--- Begin Data extract ---

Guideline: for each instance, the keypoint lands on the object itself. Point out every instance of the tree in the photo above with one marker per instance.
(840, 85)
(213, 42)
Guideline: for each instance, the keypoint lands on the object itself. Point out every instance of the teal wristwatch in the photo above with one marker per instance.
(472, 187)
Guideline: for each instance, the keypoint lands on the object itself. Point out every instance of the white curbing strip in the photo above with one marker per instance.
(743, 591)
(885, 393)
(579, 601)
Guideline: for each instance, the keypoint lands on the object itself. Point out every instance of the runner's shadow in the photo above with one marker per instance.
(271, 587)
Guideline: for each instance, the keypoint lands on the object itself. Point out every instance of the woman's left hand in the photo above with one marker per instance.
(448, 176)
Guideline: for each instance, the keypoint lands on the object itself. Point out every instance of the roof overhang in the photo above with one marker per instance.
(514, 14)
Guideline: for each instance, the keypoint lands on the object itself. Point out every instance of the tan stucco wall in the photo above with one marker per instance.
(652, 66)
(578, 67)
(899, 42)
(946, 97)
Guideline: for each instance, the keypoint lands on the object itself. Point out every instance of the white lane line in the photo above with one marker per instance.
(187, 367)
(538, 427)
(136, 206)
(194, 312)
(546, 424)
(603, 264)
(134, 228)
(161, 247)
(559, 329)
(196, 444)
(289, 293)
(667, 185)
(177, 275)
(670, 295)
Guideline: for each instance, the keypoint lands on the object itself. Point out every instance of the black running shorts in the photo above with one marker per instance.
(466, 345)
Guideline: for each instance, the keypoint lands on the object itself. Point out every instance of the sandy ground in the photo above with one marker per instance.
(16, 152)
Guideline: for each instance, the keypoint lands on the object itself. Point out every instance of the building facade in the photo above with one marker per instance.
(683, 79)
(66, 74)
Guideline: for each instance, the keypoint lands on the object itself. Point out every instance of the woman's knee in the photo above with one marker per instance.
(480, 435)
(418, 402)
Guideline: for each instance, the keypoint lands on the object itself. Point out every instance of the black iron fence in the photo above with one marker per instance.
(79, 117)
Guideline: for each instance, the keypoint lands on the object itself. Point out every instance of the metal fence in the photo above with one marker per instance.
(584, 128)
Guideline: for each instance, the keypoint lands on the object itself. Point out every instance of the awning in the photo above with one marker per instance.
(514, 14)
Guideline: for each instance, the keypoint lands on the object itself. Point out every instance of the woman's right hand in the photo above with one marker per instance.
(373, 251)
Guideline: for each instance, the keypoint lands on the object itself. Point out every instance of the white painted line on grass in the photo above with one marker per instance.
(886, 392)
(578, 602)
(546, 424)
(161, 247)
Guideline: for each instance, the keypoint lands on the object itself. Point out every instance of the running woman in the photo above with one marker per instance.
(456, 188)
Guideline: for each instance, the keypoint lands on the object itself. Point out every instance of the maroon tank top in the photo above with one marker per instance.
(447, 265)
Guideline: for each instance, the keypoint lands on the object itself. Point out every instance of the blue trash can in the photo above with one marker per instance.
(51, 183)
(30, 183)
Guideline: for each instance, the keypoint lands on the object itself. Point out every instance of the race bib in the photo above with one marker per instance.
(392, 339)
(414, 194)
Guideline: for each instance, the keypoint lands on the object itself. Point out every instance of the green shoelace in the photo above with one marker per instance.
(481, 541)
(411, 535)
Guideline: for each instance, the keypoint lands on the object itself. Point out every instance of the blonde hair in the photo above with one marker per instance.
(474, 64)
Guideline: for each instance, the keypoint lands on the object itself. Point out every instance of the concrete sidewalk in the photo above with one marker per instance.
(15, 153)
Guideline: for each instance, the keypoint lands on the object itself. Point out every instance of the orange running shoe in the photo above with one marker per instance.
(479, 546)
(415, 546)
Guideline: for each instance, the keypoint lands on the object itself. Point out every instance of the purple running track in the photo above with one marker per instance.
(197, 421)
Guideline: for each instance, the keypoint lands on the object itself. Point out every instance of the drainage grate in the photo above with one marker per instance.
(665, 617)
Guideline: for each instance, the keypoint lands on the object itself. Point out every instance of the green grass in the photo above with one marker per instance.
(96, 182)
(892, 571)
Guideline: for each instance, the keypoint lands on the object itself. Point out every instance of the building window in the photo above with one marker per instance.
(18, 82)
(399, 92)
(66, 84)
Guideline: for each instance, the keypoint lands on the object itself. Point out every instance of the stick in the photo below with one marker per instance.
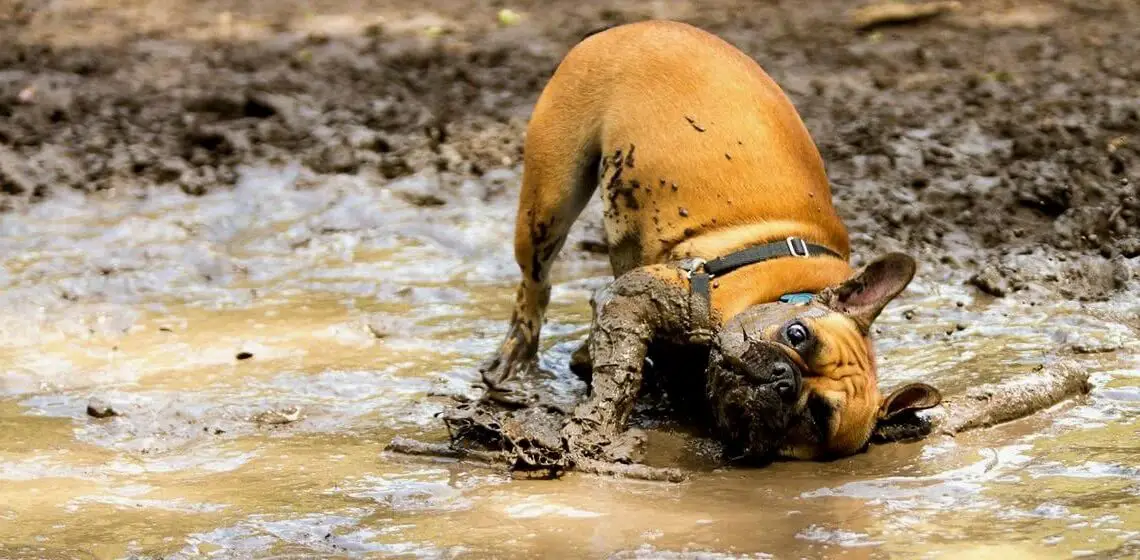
(992, 404)
(407, 446)
(632, 471)
(895, 13)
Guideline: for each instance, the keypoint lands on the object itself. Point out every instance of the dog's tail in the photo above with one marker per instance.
(597, 30)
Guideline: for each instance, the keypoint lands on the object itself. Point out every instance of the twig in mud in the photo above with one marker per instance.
(991, 404)
(407, 446)
(414, 447)
(896, 13)
(632, 471)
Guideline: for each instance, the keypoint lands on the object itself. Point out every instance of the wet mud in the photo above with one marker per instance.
(263, 240)
(925, 138)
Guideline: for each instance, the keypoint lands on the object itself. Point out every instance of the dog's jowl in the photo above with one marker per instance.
(723, 240)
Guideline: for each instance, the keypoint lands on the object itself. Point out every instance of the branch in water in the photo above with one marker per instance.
(991, 404)
(407, 446)
(634, 471)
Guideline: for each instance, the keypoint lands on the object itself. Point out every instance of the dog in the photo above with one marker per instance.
(722, 237)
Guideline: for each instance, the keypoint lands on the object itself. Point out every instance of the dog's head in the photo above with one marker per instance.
(822, 349)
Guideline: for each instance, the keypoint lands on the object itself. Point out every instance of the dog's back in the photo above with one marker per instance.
(699, 152)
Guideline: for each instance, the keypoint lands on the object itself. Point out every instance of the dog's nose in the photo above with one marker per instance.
(784, 381)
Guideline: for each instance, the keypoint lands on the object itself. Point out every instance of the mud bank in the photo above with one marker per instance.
(1001, 139)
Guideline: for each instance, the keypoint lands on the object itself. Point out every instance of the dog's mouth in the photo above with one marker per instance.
(754, 400)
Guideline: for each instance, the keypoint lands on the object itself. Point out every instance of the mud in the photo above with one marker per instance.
(925, 138)
(331, 189)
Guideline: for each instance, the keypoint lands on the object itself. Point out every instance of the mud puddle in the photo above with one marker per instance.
(352, 308)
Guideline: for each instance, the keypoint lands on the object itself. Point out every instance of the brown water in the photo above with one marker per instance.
(146, 303)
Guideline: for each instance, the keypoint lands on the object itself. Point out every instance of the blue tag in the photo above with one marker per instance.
(797, 299)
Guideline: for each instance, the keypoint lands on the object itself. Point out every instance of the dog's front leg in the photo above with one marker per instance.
(642, 306)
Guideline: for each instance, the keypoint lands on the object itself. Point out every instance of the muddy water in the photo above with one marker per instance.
(360, 309)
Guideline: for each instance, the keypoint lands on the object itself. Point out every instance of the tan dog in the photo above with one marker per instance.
(700, 155)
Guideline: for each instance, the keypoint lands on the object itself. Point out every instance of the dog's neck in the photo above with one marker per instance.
(766, 282)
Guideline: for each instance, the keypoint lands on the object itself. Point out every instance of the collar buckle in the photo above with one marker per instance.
(797, 246)
(691, 265)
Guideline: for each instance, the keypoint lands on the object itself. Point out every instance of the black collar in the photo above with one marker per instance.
(701, 273)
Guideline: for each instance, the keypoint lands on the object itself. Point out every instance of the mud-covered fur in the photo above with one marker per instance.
(697, 154)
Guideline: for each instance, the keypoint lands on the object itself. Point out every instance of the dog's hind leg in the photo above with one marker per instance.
(560, 173)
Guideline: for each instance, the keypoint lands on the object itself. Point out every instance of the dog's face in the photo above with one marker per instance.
(827, 341)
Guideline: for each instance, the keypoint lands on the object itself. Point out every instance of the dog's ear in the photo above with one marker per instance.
(868, 291)
(909, 397)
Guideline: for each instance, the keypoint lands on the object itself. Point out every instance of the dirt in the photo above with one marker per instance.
(1002, 139)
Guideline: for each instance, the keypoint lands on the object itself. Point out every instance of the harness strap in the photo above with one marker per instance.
(701, 273)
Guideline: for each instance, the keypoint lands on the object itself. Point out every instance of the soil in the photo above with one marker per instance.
(1002, 139)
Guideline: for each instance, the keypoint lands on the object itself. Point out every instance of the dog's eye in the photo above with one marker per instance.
(796, 334)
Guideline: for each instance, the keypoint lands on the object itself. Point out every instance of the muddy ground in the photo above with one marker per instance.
(265, 330)
(1002, 140)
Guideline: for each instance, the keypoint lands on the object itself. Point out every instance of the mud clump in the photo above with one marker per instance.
(928, 146)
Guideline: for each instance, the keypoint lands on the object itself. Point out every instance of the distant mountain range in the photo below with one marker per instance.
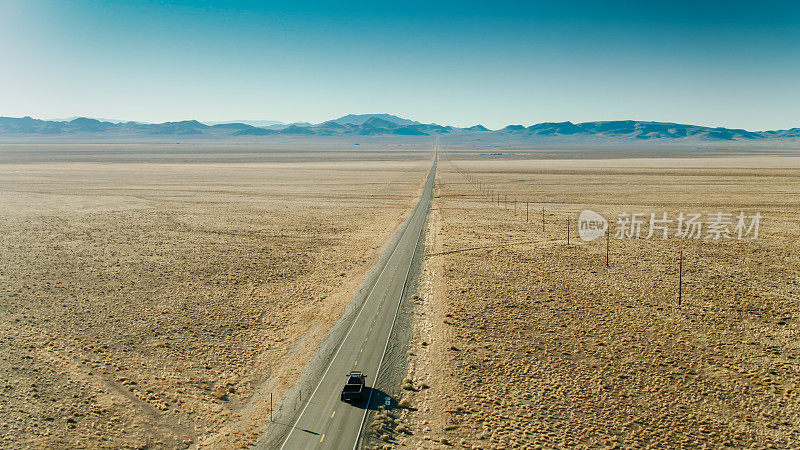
(386, 124)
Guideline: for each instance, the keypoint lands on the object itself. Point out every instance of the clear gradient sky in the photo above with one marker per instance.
(727, 63)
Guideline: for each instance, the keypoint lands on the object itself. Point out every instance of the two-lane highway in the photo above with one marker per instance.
(325, 421)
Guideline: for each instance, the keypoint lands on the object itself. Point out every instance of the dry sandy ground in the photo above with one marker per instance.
(143, 304)
(527, 342)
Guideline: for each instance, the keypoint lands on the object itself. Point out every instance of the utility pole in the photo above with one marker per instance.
(680, 279)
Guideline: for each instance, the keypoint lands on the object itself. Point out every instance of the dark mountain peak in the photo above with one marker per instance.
(331, 125)
(377, 122)
(360, 119)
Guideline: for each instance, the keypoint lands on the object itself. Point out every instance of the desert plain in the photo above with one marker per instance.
(522, 340)
(156, 299)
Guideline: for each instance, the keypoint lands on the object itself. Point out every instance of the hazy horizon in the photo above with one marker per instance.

--- End Data extract ---

Written task:
Give back exactly the lines from the one containing "of the dark" to the end of the material, both ends included.

In response:
Guideline: for each instance, the keypoint lands on the object itself. Point out every instance of the dark mountain peak in the photo above with one marker per instance.
(331, 125)
(377, 122)
(360, 119)
Guideline: for each instance, the keypoint lands on the object itself. Point out every instance of the desert plain in the photo above with one marker per instance.
(522, 340)
(156, 299)
Guideline: for each instance, the keypoint lands on the object itself. Point out every instance of the hazy horizon in the photo above with one marker per instance.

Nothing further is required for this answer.